Segundo a economista, isso tende a causar uma desaceleração da produção industrial no mundo, até que os fabricantes afetados encontrem novos compradores, o que pode demorar ou mesmo não acontecer.

Uma possível consequência é um excesso de produtos, o que tende a pressionar os preços para baixo e desaquecer a economia global mais do que se previa.

“No curto prazo, podemos ter uma sobreoferta também no Brasil e até alguns fechamentos de fábricas, com algum aumento de desemprego localizado”, afirmou.

Riscos fiscais

Uma preocupação no radar, segundo a economista, continua sendo a política fiscal do governo do presidente Luiz Inácio Lula da Silva, que tem impulsionado os gastos públicos.

Vitória destacou que, embora o governo tenha apresentado crescimento menor de despesas no primeiro semestre, a expectativa de gastos adicionais até o fim do ano — estimados em R$ 120 bilhões — pode reverter esse cenário.

Parte desse valor inclui o pagamento de precatórios, mas também há previsão de aumento de despesas discricionárias.

Enunciado 1: No trecho sobre a economia, qual é a estimativa dos gastos adicionais do governo até o fim do ano?
Enunciado 2: Resuma em uma frase curta o parágrafo do trecho sobre a economia que começa com "Vitória destacou que", mantendo os fatos principais.
Enunciado 3: Por favor, dê continuidade ao trecho sobre os riscos fiscais, escrevendo a partir da última frase.

Dados fornecidos:
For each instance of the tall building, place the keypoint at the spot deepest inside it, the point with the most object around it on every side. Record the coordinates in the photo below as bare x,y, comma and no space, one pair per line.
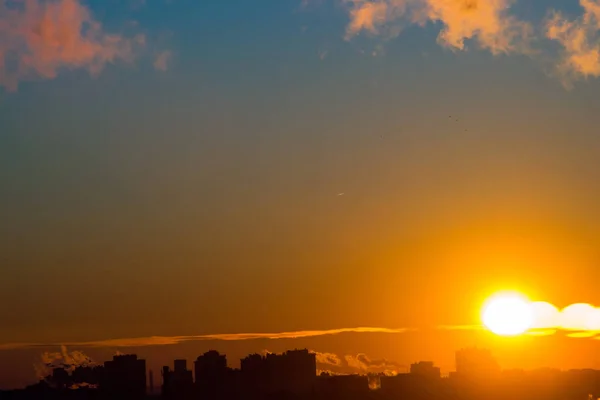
178,383
212,377
124,377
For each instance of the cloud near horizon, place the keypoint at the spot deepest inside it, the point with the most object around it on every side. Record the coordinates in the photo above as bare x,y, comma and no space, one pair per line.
577,321
172,340
39,38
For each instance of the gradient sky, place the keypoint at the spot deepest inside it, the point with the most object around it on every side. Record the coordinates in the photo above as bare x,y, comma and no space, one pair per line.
208,167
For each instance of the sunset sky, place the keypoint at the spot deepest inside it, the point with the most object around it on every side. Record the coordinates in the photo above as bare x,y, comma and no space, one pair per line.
182,167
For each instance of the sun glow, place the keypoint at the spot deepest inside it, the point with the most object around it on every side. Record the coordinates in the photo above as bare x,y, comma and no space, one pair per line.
508,314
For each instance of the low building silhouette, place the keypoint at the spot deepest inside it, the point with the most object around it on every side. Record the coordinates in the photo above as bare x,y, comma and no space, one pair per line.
124,377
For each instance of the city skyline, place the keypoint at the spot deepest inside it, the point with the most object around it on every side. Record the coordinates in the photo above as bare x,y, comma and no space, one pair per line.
353,177
299,372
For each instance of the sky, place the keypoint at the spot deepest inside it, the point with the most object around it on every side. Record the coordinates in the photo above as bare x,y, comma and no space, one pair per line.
180,168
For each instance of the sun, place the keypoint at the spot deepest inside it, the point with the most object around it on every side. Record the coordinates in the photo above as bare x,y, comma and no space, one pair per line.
508,314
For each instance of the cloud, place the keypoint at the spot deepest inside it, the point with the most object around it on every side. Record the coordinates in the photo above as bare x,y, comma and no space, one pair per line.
161,60
356,364
172,340
375,17
579,41
39,38
69,360
487,22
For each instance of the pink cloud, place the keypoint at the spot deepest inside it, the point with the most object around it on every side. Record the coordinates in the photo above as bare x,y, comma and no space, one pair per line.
487,22
39,38
579,40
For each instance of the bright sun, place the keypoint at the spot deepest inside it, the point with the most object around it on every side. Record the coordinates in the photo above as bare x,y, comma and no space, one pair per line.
507,314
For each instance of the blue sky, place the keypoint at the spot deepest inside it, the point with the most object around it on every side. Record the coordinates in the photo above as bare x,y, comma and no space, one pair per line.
216,176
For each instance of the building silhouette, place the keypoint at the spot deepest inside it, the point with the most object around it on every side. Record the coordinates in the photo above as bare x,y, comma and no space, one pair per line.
292,375
124,377
177,383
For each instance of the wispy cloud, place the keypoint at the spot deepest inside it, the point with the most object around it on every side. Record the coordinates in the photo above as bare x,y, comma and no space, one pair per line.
487,22
579,40
39,38
356,364
172,340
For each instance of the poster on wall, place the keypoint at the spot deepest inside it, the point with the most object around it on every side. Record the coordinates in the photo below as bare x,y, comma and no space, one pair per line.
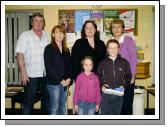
128,16
97,17
80,17
66,19
109,15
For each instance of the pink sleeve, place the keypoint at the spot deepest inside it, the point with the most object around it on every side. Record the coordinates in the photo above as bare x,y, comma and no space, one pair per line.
98,94
76,90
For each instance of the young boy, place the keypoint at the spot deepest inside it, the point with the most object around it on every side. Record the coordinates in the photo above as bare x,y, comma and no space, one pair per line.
114,72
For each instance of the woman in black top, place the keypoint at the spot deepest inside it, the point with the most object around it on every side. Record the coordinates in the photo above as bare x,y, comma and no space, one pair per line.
58,70
88,45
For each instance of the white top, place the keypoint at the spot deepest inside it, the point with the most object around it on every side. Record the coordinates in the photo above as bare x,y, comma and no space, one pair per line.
32,48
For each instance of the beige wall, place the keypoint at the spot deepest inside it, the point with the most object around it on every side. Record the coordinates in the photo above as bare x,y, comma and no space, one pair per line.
145,29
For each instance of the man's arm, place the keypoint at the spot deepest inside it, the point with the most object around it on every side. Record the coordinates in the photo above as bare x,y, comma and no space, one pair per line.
21,64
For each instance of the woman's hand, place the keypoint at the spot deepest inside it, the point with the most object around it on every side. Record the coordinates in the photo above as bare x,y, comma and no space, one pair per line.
97,108
104,86
63,83
24,79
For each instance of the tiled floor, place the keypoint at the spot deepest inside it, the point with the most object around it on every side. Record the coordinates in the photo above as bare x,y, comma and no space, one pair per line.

Resposta 1: R$ 120 bilhões.

Resposta 2: Segundo Vitória, o crescimento menor das despesas no primeiro semestre pode ser revertido por gastos adicionais de cerca de R$ 120 bilhões até o fim do ano.

Resposta 3:
Para ela, “o governo mostrou que quer gastar mais” e ainda “tira o contingenciamento e coloca despesas fora da meta”, o que amplia as incertezas para 2026.

Nesse ambiente, a continuidade do aperto monetário ou o início de um ciclo de cortes vão depender da evolução do quadro fiscal e de como o governo vai executar o orçamento nos próximos trimestres.

Para Vitória, para que a Selic pudesse ser cortada a um patamar mais neutro, de 8% a 9% ao ano, seria necessário que o governo apresentasse um arcabouço fiscal com mais credibilidade e que passe mais confiança ao mercado.

“Hoje o mercado não tem essa confiança”, afirmou. “O espaço maior para corte de juros virá após a eleição [em 2026], independentemente de quem vencer, com uma nova proposta de ajuste fiscal, que não é a atual.”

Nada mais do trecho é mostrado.